• [Problem 1] According to the court opinion on discovery, which rule sets the boundaries that discovery requests may not cross?
• [Problem 2] Write the next part of the court opinion on discovery, starting right after its last sentence.

• [Passage to read]
►
In their responsive brief, plaintiffs withdrew Interrogatory Nos. 1-7 and 13-14 and Request for Production Nos. 4-9.
DISCUSSION
Defendant asks the court to strike or limit the scope of all interrogatories and production requests. RUSCC 26(b)(1) sets forth the boundaries that discovery requests may not cross:
*629Parties may obtain discovery regarding any matter, not privileged, which is relevant to the subject matter involved in the pending action,____ It is not ground for objection that the information sought will be inadmissable at the trial if the information sought appears reasonably calculated to lead to the discovery of admissable evidence.
Defendant argues that “[plaintiffs’ first set of interrogatories ... are uniformly without relevance to this de novo proceeding as they concern either the administrative proceedings in this case or the history of the regulations or other publications of the ... [IRS] with respect to the statutory, or regulatory, language at issue____” Def’s Mot. filed Jan 28, 1991, at 7. Defendant further contends that none of the information requested in the interrogatories is relevant or can lead to admissable evidence. Privilege is claimed regarding some of these interrogatories. Defendant asserts that it would bear an undue burden if required to respond to these interrogatories. Concerning plaintiffs’ request for production of documents, defendant makes the same objections. Defendant also contends that some of the requested information can be found in the public domain and that some requested material infringes on the privacy rights of plaintiffs’ workers.
A trial court enjoys wide latitude in overseeing the conduct of discovery. “Questions of the scope and conduct of discovery are, of course, committed to the discretion of the trial court.” Florsheim Shoe Co. v. United States, 744 F.2d 787, 797 (Fed.Cir.1984) (citing cases). The policy behind RUSCC 26(b)(1) envisions that discovery be sufficiently broad to reach any relevant unprivileged matter. RUSCC 26(b)(1); Heat and Control, Inc. v. Hester Indus., Inc., 785 F.2d 1017, 1023 (Fed.Cir.1986). When ruling on a motion for a protective order, “the court may make any order which justice requires to protect a party or person from annoyance, embarrassment, oppression, or undue burden or ex-pense____” RUSCC 26(c). However, a “‘court must be careful not to deprive a party of discovery that is reasonably necessary to afford a fair opportunity to develop and prepare the case."' Heat and Control, Inc., 785 F.2d at 1024 (quoting Fed.R.Civ.P. 26(b)(1) Notes of Advisory Committee on Rules, 1983 Amendment). To accommodate these potentially conflicting goals, the trial court must balance “the relevance of the discovery sought, the requesting party’s need, and the potential hardship to the party subject to the ... [discovery request].” Heat and Control, Inc., 785 F.2d at 1024 (citation omitted); Truswal Sys. Corp. v. Hydro-Air Eng’g, Inc., 813 F.2d 1207, 1210 (Fed.Cir.1987) (quoting Heat and Control, Inc.).
◄
(Extracted entries)
►
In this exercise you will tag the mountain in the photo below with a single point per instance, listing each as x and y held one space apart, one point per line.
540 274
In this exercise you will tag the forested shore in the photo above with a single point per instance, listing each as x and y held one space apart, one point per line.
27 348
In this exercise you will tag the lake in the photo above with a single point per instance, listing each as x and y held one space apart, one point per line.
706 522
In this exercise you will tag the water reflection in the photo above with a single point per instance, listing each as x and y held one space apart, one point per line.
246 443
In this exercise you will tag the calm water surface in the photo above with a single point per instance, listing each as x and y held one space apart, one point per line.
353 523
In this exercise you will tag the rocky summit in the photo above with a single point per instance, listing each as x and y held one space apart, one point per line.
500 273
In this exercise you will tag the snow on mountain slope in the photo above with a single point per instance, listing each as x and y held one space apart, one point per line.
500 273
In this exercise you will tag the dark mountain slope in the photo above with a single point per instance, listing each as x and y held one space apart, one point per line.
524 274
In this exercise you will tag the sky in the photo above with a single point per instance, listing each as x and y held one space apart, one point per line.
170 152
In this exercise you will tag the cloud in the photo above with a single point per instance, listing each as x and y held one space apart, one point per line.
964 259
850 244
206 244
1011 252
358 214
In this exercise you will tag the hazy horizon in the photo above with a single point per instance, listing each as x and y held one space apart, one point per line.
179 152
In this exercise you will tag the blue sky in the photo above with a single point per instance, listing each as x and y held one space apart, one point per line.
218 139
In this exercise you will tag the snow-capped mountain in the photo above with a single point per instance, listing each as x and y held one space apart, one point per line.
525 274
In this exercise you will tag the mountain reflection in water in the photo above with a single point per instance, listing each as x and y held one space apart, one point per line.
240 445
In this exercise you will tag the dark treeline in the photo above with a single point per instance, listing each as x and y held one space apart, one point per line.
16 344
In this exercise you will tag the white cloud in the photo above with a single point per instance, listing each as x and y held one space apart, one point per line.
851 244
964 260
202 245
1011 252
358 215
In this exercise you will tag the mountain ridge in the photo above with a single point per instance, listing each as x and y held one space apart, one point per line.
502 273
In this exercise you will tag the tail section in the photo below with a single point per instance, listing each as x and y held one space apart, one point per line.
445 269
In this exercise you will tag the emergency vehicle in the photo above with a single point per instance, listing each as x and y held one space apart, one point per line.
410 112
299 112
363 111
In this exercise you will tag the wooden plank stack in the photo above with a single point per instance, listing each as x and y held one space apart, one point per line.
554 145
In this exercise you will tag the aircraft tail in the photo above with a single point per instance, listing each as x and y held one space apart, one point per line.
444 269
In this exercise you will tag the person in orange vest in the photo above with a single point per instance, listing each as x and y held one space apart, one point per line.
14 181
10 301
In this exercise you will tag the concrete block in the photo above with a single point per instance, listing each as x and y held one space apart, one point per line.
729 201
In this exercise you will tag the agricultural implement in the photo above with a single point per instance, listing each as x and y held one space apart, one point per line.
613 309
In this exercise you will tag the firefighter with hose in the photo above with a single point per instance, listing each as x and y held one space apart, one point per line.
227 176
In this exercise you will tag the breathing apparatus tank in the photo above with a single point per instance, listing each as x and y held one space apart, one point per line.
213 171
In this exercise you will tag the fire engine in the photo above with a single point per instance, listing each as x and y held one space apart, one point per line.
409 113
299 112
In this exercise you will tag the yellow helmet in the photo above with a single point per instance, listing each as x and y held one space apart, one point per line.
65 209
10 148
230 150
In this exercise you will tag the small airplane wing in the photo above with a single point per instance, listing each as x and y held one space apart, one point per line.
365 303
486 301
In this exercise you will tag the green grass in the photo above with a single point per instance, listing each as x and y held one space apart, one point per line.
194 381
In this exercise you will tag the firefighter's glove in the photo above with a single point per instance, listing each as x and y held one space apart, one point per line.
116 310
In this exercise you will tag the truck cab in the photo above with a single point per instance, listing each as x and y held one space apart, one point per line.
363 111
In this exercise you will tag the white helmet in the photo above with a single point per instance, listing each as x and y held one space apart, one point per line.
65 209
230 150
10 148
◄
• [Exercise answer 1] RUSCC 26(b)(1)

• [Exercise answer 2]
Defendant relies on established law that tax refund cases are de novo proceedings, Lewis v. Reynolds, 284 U.S. 281, 283, 52 S.Ct. 145, 146, 76 L.Ed. 293 (1932); Dysart v. United States, 169 Ct.Cl. 276, 283, 340 F.2d 624, 628-29 (1965), and that the correctness of administrative proceedings before the IRS and treatment of other taxpayers are irrelevant. Dixon v. United States, 381 U.S. 68, 72-73, 85 S.Ct. 1301, 1304, 14 L.Ed.2d 223 (1965) (citing cases); Carpenter v. United States, 7 Cl.Ct. 732, 739-40 (1985) (citing cases).
Plaintiff has made a sufficient showing that its discovery requests aimed at the definition of the word “normally” in the statute, the applicability of the exemption to calculation of pers on a sliding scale, and the adequacy of notice are within the scope of allowable discovery. The IRS is obliged to give adequate notice to an employer of its duty to withhold. Central Illinois Pub. Serv. Co. v. United States, 435 U.S. 21, 32, 98 S.Ct. 917, 923, 55 L.Ed.2d 82 (1978); General Elevator Corp. v. United States, 20 Cl.Ct. 345, 352 (1990). Defendant takes the position that plaintiffs were cognizant of the duty as they sought the exemption in the legislation that became I.R.C. § 3121(b)(20). The point, however, is that the IRS definition of “normally” may not have been known. In that case, argues defendant, plaintiffs should have framed their discovery requests to ferret out defendant’s contentions of fact and its support therefor. Interrogatory Nos. 11-12 (“normally”) and 31-33 (pers) embody defendant's suggested framework.
*630Interrogatory Nos. 8-10, 15-30, and 34 explore the IRS’s past practices in determining through specific audits over an 8-to 10-year period that crew members of a scalloper were subject to income taxes because the normal size of the crew was not fewer than 10. These requests run athwart the proscription of I.R.C. § 6103(b)(2)(A), which prevents disclosure of tax return information, including audit information.
Request for Production No. 1 seeks IRS Publication 595 for calendar years 1977-1989 in order to establish that the IRS has not defined “normally.” Request No. 2 seeks a Technical Memorandum relating to Treas.Reg. § 3121(b)(20) in respect of the definition of “normally” and the statutory requirement that a crew member only receive a share of the proceeds of the catch. Both these requests are allowable. The third request seeks the revenue agent’s full report for each corporate plaintiff. Plaintiffs claim that these reports should indicate the earliest date on which the IRS gave them notice of its position. See Abel Ins. Co. v. United States, 53 F.R.D. 485, 489 (D.Neb.1972) (order requiring production of revenue agent’s report). Defendant has failed to show how these reports are privileged. Request No. 3 is allowable, as well.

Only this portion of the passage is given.